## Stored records
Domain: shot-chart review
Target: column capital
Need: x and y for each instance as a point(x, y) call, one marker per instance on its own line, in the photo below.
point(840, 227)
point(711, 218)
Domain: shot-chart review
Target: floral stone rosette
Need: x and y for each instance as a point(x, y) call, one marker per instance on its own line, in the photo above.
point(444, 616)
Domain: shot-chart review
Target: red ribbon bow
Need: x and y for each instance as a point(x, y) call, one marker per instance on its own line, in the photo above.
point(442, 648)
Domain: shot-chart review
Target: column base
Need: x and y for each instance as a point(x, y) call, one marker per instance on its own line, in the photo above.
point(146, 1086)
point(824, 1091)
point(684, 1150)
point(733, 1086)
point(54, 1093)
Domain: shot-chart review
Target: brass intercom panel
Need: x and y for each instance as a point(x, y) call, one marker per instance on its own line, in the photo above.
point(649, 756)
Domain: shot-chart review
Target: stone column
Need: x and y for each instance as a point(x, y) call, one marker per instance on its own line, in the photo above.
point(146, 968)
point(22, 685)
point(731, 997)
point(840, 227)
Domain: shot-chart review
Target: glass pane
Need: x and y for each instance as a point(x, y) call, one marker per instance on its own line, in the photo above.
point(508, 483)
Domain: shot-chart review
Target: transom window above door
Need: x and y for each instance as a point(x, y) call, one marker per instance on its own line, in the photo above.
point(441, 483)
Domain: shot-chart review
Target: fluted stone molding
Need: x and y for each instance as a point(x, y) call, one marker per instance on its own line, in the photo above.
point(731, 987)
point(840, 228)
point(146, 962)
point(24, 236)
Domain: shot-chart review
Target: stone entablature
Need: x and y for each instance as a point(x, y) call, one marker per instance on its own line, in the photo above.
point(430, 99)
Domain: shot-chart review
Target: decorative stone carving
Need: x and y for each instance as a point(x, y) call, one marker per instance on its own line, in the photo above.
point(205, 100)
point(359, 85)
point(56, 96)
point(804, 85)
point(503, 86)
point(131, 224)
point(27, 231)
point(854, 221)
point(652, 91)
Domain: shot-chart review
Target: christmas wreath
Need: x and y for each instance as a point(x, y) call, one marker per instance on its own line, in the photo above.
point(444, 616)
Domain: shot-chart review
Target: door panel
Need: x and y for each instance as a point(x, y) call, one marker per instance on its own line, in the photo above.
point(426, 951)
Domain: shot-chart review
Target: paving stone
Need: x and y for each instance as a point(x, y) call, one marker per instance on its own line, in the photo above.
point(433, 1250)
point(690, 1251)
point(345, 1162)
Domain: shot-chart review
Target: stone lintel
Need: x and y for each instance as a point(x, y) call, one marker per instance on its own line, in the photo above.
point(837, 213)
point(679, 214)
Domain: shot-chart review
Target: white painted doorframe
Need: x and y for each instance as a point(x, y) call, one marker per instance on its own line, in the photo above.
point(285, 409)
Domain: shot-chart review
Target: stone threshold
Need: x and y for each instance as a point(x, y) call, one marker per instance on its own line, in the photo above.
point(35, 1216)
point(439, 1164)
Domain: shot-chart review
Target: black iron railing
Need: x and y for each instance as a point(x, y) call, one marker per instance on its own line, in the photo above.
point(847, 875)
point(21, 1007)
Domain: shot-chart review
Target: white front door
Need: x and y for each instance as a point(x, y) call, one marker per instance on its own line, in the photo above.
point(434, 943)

## Work required
Transcribe every record above so that nothing differs from the original.

## Your solution
Domain: shot-chart review
Target: column capital
Need: x and y for each instance as a point(x, y) call, one marker per instance on its own line, in the photo below.
point(840, 227)
point(711, 218)
Domain: shot-chart review
Target: floral stone rosette
Need: x and y for each instance as a point(x, y) call, one marker per instance on its own line, in the photo above.
point(444, 616)
Domain: shot-chart review
Target: red ribbon bow
Need: x and y for each instance as a point(x, y) call, one marker per instance on its own line, in the photo above.
point(442, 648)
Domain: shot-chart review
Target: column base
Need: x and y for each instance as a point(x, y) call, one marker per instance on its own line, in the photo above.
point(146, 1086)
point(824, 1091)
point(684, 1150)
point(733, 1086)
point(54, 1093)
Domain: shot-chart review
Target: brass intercom panel
Need: x and y for each instance as a point(x, y) call, one marker per instance on its own line, in the photo above.
point(649, 756)
Domain: shot-chart review
Target: stone column
Need: x and y for each instance as a point(x, y) call, one marker per instance on its own line, in the photo above.
point(146, 968)
point(22, 685)
point(731, 997)
point(840, 227)
Domain: shot-chart review
Target: glass pane
Need: x and y for each instance as a point(x, y) call, one marker per instance on its own line, in the photo above.
point(508, 483)
Domain: shot-chart review
Target: transom window above door
Need: x and y for each instance as a point(x, y) call, one marker per instance on its own line, in the photo above.
point(441, 483)
Domain: shot-chart review
Target: fluted stone molding
Need: x and y for each instance as a point(x, y) call, one marker per instance on its own line, in the photo above.
point(731, 987)
point(840, 228)
point(146, 962)
point(24, 236)
Domain: shot-chart review
Target: stone entablature
Need: x and y for each instance as a point(x, y) call, one marker per instance on its own line, in the photo above.
point(430, 99)
Domain: shot-chart review
Target: decorative stone carving
Need: x and y for each instance as a point(x, y) call, one marker per instance on its own line, in the photo above.
point(205, 100)
point(359, 85)
point(56, 96)
point(804, 85)
point(503, 86)
point(131, 224)
point(27, 231)
point(854, 221)
point(652, 91)
Domain: shot-chart review
Target: christmas wreath
Need: x and y for each instance as a point(x, y) call, one marker per instance on its own line, in the photo above.
point(444, 616)
Domain: shot-chart review
Target: door panel
Need: x and y for each instance as a point(x, y) call, one marker per instance on its own line, in the photo above.
point(426, 951)
Domain: shot-chart review
Target: paving stone
Need: x and y for each instance as a point(x, y) call, one marker per instance on its own line, in the photo above.
point(433, 1250)
point(690, 1251)
point(345, 1162)
Domain: shot-chart review
Target: stone lintel
Need: x and y for each instance as a point(x, y) call, one marker per instance on its own line, in the photo above.
point(837, 213)
point(679, 214)
Domain: shot-chart review
Target: white painted doorframe
Need: x and y for each instance as a point(x, y) call, one marker per instance on its own line, in the photo above.
point(285, 409)
Domain: shot-chart review
Target: stone threshold
Need: x and y for each instance as a point(x, y) call, one marker per instance on its own line, in the photo above.
point(35, 1216)
point(439, 1164)
Domain: shot-chart review
Target: black iron railing
Need: x and y for each instance as a point(x, y) call, one marker per instance on its own line, in the photo above.
point(847, 875)
point(21, 1007)
Domain: shot-chart review
Target: white front door
Need: x and y for each instance as a point(x, y) call, one marker per instance on its own line, in the photo above.
point(434, 943)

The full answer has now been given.